##### Data to process #####
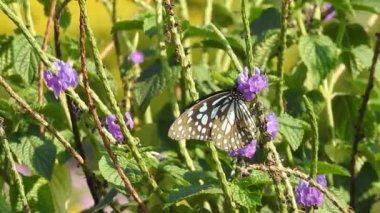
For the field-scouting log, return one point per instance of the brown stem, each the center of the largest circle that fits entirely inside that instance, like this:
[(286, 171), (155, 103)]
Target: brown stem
[(21, 102), (106, 142), (303, 176), (44, 47), (359, 122)]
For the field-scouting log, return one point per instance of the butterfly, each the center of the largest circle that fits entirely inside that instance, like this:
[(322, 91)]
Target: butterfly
[(221, 117)]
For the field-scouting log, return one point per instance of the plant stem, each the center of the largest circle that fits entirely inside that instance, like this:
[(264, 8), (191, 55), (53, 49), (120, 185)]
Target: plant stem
[(248, 40), (131, 141), (228, 47), (171, 90), (16, 176), (305, 177), (280, 63), (315, 140), (28, 16), (95, 116), (41, 120), (222, 177), (358, 136)]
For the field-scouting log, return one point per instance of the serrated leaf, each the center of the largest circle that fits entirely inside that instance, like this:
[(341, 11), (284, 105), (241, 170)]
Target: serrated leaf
[(192, 191), (60, 187), (292, 129), (245, 193), (127, 25), (318, 53), (328, 168), (25, 59), (221, 16), (151, 82), (366, 5), (4, 205), (36, 153), (268, 20), (109, 172), (149, 25)]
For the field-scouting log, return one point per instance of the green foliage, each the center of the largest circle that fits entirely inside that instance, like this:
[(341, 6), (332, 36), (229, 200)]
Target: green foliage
[(319, 54), (37, 153)]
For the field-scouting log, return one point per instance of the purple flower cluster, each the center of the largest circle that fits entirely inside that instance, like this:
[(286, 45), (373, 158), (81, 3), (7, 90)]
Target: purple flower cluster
[(247, 151), (115, 129), (271, 125), (309, 196), (251, 85), (137, 57), (66, 77)]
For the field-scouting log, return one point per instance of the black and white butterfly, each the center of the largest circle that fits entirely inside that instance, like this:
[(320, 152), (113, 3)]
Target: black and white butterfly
[(222, 118)]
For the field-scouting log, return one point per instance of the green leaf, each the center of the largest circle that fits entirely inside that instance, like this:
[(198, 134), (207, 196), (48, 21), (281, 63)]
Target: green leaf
[(328, 168), (263, 48), (318, 53), (357, 59), (268, 20), (367, 5), (292, 129), (149, 26), (127, 25), (25, 59), (6, 54), (190, 192), (36, 153), (65, 16), (109, 172), (151, 82), (342, 5), (60, 187), (4, 205), (244, 194), (354, 35), (221, 16)]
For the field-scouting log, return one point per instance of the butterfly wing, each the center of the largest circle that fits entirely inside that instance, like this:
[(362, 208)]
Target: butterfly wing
[(196, 121), (234, 128), (222, 117)]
#####
• Aim of the task:
Will you restate every entry word for word and omit the images?

• Written solution:
For the field-scouting log, return one point per instance of the brown stem, each the center of the largest circle that fits entirely inside that instance, like this:
[(286, 171), (155, 103)]
Target: brown stem
[(21, 102), (106, 142), (303, 176), (44, 47), (359, 122)]
For the field-scouting log, return one point per instance of the butterfly, each the center of the largest circle that fits entirely inside that instance, like this:
[(322, 91)]
Target: butterfly
[(221, 117)]
For the field-scouting log, return one point per instance of the plant stem, each the center of the largest circle that fits entirely inside that instance, like this:
[(264, 8), (191, 55), (53, 49), (120, 185)]
Target: plant stem
[(248, 40), (131, 141), (228, 47), (171, 90), (16, 176), (305, 177), (280, 63), (315, 140), (28, 16), (95, 116), (41, 120), (222, 177), (358, 136)]
For the field-scouting log, return one point per instance of the serrated leaf, each the center of the largest circle that fits entirely inside that instance, like this:
[(341, 11), (284, 105), (241, 170)]
Target: serrated leaf
[(192, 191), (60, 187), (292, 129), (245, 193), (127, 25), (318, 53), (328, 168), (25, 59), (221, 16), (151, 82), (366, 5), (4, 205), (36, 153), (268, 20), (109, 172), (149, 25)]
For the field-scouting log, return one point per instance of the green foliage, each the center of the largest circle that fits entirely inside that instance, like this:
[(341, 6), (332, 36), (229, 200)]
Target: green foliage
[(319, 54), (37, 153)]
For the field-scouting log, return one point per instance of the purple flower cluster, each the center of the largest circle that fits entirely inside that instance, like this:
[(286, 45), (373, 158), (81, 3), (7, 90)]
Target: purple flower cluster
[(247, 151), (115, 129), (271, 125), (309, 196), (251, 85), (137, 57), (66, 77)]
For the field-scouting log, return one point per instance of the black and white butterfly, each the center of the largest circle that fits entirely inside that instance, like this:
[(320, 152), (113, 3)]
Target: black and white butterfly
[(222, 118)]
For the field-scouting log, return one point per instance of the green leaf, each the center of the largest circle that fits entirely inside that instance, like this:
[(198, 134), (207, 196), (48, 21), (281, 63)]
Target: green leaf
[(328, 168), (263, 48), (318, 53), (357, 59), (268, 20), (367, 5), (292, 129), (149, 26), (127, 25), (25, 59), (6, 54), (190, 192), (36, 153), (65, 16), (109, 172), (151, 82), (342, 5), (60, 187), (4, 205), (244, 194), (354, 35), (221, 16)]
For the field-scouting log, return one point per instance of the butterfly wing, each the center of the largest circle that fits entirely inside that instance, like this:
[(362, 208)]
Target: butterfly wing
[(196, 121), (234, 128), (222, 117)]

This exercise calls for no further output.